Photo : Antony Dickson/AFP
BEIJING, Oct 25, 2008 (AFP) - Chinese cultural officials are voicing anger over the planned sale of two national treasures in a high-profile auction of art amassed by late fashion king Yves Saint Laurent, state media said Saturday.

The relics, animal sculptures that decorated the Old Summer Palace in Beijing for hundreds of years, are expected to sell for up to 12 million dollars each in the Paris auction, the China Daily newspaper reported.

The rabbit and mouse head sculptures were stolen when French and British forces destroyed the famous complex of palaces and gardens in 1860, and Chinese cultural officials' repeated requests for their return have been rejected.

"We have already taken action to try to bring the two pieces back," Niu Xianfeng, deputy director of China's Lost Cultural Relics Recovery Fund, told the China Daily.

He said the fund had contacted agents for the two relics in 2003 and 2004, but were told then they would have to pay 10 million dollars each for them.

"We think the offered prices were unreasonable and unacceptable," Niu said.

Chinese officials are determined not to participate in the sale, organised by Christie's and set for February, even though they desperately want the sculptures back.

"We always maintain the same stance on the issue of cultural relics lost overseas," said Song Xinchao, museum director at the State Administration of Cultural Heritage, according to the China Daily.

"We will not purchase things that belong to us."

The issue has piqued the interest of netizens here, with 90 percent of respondents to an online survey on popular portal Sina.com saying China should demand their return.

February's auction will see the sale of hundreds of pieces of art and cultural relics gathered over four decades by Saint Laurent, who died in June, and his companion, Pierre Berge.

Art-market insiders have described it as "the sale of the century" that will likely fetch hundreds of millions of dollars.

__PROBLEMS TO WORK ON__:
(a) In the auction article, what reason does a Chinese official give for China's refusal to take part in the sale? Answer in one to three sentences.
(b) Retype a passage from the auction article, beginning at the words "Chinese officials are" and stopping after "to the China Daily.".
(c) According to the auction article, in what year were the rabbit and mouse head sculptures stolen?
The records that come after this article are separate material and are not part of it.

__RAW DATA__:
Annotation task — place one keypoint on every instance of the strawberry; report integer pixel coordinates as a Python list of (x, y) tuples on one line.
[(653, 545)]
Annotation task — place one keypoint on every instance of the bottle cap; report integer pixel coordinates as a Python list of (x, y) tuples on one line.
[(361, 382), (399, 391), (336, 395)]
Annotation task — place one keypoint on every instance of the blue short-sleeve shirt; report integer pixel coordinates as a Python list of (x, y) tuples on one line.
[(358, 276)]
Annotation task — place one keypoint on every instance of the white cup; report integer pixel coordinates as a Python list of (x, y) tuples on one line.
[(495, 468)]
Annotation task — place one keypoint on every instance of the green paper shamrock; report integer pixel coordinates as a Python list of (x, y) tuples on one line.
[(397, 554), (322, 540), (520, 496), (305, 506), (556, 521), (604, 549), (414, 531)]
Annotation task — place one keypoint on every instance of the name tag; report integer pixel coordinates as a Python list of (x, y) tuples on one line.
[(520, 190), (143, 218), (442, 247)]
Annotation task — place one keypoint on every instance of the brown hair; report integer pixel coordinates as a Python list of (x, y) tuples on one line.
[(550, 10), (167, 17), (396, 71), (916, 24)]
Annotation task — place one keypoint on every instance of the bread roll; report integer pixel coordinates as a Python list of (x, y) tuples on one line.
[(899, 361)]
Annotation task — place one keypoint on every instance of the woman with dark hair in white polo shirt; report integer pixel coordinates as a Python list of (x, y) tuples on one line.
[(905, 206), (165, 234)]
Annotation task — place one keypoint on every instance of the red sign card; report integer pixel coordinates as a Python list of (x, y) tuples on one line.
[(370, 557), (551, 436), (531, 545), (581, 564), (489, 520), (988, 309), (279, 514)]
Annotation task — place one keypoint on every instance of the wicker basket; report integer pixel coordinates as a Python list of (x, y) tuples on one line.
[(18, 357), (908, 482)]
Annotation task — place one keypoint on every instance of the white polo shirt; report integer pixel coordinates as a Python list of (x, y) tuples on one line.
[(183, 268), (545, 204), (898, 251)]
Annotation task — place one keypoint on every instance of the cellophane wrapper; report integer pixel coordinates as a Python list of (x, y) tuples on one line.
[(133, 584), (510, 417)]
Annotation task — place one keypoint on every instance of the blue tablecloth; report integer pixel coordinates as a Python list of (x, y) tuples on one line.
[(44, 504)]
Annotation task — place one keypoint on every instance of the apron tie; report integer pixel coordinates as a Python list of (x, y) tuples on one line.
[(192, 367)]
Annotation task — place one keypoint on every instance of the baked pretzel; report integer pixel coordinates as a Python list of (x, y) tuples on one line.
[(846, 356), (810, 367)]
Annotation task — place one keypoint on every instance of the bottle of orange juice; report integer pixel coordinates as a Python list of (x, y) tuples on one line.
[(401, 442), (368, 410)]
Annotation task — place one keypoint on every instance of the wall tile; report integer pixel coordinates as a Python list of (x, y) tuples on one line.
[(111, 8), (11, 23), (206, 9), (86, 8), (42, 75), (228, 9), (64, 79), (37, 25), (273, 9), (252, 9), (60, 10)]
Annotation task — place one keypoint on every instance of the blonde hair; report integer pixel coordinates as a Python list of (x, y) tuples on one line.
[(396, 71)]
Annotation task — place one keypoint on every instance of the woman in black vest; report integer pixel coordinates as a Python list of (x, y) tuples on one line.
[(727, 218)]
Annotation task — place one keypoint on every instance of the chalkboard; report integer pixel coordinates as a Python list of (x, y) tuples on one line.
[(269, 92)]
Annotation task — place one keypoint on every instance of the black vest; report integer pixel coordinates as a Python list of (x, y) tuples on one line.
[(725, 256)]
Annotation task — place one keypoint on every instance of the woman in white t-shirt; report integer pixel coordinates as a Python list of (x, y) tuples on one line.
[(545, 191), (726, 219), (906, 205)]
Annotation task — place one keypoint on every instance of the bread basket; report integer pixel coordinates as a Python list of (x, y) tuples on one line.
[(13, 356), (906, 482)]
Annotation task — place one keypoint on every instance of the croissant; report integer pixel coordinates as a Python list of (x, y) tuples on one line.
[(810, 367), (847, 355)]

__ANSWERS IN ORDER__:
(a) Song Xinchao of the State Administration of Cultural Heritage said China keeps the same stance on cultural relics lost overseas: it will not purchase things that belong to it. For this reason, officials will not take part in the sale, even though they want the sculptures back.

(b)
Chinese officials are determined not to participate in the sale, organised by Christie's and set for February, even though they desperately want the sculptures back.

"We always maintain the same stance on the issue of cultural relics lost overseas," said Song Xinchao, museum director at the State Administration of Cultural Heritage, according to the China Daily.

(c) 1860